## EXCERPT PROVIDED
No, we have been and currently are willing to pay for fully staffed air traffic control towers to prevent precisely this sort of accident. If you told someone at the airport there was a single controller doing double duty, there's a good chance they would choose to pay a premium to change flights to a time when the ATC was appropriately staffed. There is a reasonable expectation that when you book a service like a flight that you are paying for the appropriate staffing to provide that service. I'm paying for the person who maintains the engines, and the person who audits the paperwork to make sure the maintenance got done, and the engineer who checks that the latest revision won't cause the engine to explode in mid-air, and all the rest of the massive chain of people required for air travel to work as its supposed to. The airline is supposed to set the price such that they can afford to pay all these people. They don't get to make the decision that they can take my money and pocket what was supposed to be going towards engine maintenance because they don't value my life sufficiently. Likewise for air traffic control.
Reagan fired a bunch, and then (naturally) hired a bunch to replace them. ATC work, generally speaking, for twenty years (that's when their pension vests), so twenty years after the strike there was a "cliff", with a larger than usual number of ATC retirements. As I understand it, that was anticipated at the turn of the millennium, and hiring + training ramped up to compensate, without much disruption. The next "cliff", twenty years after that (ie, that millennium tranche retiring), coincided with 1) a less than forward-looking administration, and 2) COVID. We still haven't dug our way out from under the second wave of retirements.
You're absolutely right that solutions should have been taken, but it's also true that we're picking up the pieces of a decision taken forty years ago.
What's impressive is that if you look at the issues PATCO struck over, it was basically identical to the problems ATC faces today. The problem being that everything has only gotten a lot worse for ATC controllers.
The union pretty loudly and early on pointed out major problems with that job and the response of ignoring them for 4 decades is what's driven us to the current situation.
A union that isn't allowed to legally strike when needed isn't a useful union though. The state that ATC has been in for the decades after that suggests to me that they were correct to strike.

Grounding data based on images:

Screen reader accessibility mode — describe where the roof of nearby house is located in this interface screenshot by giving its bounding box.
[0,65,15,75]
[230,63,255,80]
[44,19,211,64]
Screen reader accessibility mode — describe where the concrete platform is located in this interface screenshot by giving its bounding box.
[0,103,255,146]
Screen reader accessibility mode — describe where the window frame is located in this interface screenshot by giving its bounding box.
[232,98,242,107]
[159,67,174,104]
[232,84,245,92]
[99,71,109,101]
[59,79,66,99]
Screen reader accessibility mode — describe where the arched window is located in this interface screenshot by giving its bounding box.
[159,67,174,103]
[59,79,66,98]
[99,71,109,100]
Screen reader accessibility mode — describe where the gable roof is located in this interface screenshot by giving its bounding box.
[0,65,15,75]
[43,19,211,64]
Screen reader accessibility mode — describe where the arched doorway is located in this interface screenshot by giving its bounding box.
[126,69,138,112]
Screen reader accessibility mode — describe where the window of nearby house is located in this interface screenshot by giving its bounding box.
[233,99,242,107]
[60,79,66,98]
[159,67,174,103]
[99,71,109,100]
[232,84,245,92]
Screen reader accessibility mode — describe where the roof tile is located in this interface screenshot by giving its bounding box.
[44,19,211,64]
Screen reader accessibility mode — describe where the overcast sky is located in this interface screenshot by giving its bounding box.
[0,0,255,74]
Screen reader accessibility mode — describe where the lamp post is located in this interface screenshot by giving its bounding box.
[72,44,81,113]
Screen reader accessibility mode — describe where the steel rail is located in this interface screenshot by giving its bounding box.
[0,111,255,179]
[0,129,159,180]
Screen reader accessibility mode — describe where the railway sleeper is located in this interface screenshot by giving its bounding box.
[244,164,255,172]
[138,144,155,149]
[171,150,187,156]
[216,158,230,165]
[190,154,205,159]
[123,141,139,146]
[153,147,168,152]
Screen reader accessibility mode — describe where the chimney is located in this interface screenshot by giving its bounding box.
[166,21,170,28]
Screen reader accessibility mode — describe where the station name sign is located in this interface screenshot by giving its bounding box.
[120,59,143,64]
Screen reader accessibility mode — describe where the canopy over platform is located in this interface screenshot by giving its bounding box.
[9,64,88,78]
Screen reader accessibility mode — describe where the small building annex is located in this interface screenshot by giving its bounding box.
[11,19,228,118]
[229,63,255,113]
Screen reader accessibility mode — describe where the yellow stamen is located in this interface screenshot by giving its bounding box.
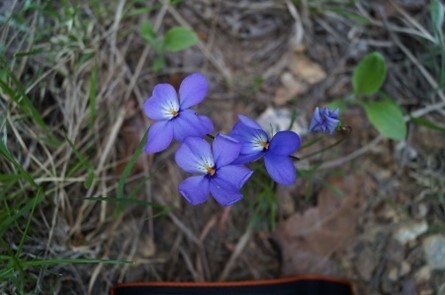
[170,110,179,118]
[207,167,216,176]
[261,141,269,150]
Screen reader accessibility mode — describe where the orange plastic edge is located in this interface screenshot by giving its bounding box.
[110,275,354,295]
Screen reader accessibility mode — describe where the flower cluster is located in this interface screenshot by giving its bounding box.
[144,73,339,206]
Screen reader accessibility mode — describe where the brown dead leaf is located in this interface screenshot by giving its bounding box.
[275,176,364,275]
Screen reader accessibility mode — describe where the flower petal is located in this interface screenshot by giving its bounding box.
[229,122,269,155]
[238,115,263,130]
[309,107,322,132]
[210,177,243,207]
[232,151,265,164]
[144,84,179,120]
[179,73,208,109]
[268,131,301,156]
[145,121,173,154]
[179,175,210,205]
[175,137,215,175]
[214,165,253,190]
[172,110,209,141]
[264,153,296,185]
[213,133,241,168]
[325,117,340,134]
[198,115,214,135]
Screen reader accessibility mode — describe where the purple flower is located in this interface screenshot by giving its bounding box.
[230,115,301,185]
[175,134,253,206]
[144,73,213,153]
[309,107,340,134]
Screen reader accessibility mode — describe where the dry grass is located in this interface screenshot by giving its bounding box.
[0,0,445,294]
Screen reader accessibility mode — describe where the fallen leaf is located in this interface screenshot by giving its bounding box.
[275,176,364,275]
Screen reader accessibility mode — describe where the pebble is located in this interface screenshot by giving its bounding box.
[394,221,428,245]
[423,234,445,270]
[414,265,431,283]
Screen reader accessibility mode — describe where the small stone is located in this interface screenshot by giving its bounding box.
[394,220,428,245]
[423,235,445,270]
[388,267,399,282]
[356,247,378,281]
[399,261,411,277]
[411,203,428,219]
[414,265,431,283]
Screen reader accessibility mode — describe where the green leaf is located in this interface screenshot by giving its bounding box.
[352,52,386,95]
[139,20,157,46]
[89,64,97,128]
[430,0,445,32]
[363,99,406,140]
[164,27,198,52]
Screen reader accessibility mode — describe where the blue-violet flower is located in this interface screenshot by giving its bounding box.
[175,134,253,206]
[144,73,213,153]
[309,107,340,134]
[229,115,301,185]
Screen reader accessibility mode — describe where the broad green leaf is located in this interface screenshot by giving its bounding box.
[164,27,198,52]
[352,52,386,95]
[363,100,406,140]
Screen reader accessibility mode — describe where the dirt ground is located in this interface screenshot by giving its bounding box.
[2,0,445,295]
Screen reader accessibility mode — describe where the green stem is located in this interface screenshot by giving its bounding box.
[300,136,322,150]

## PROMPT
Decide whether each statement agrees with the discussion of air traffic control staffing: (a) air traffic controllers' pensions vest after twenty years; (b) the first wave of retirements after the strike was unexpected and caused major disruption; (c) the issues PATCO struck over differ greatly from the problems controllers face today. Answer yes or no for each, and quote the words of the text that decide it. This material was drawn from a separate source.

## RESPONSE AREA
(a) Yes: "ATC work, generally speaking, for twenty years (that's when their pension vests)"
(b) No: "that was anticipated at the turn of the millennium, and hiring + training ramped up to compensate, without much disruption"
(c) No: "it was basically identical to the problems ATC faces today"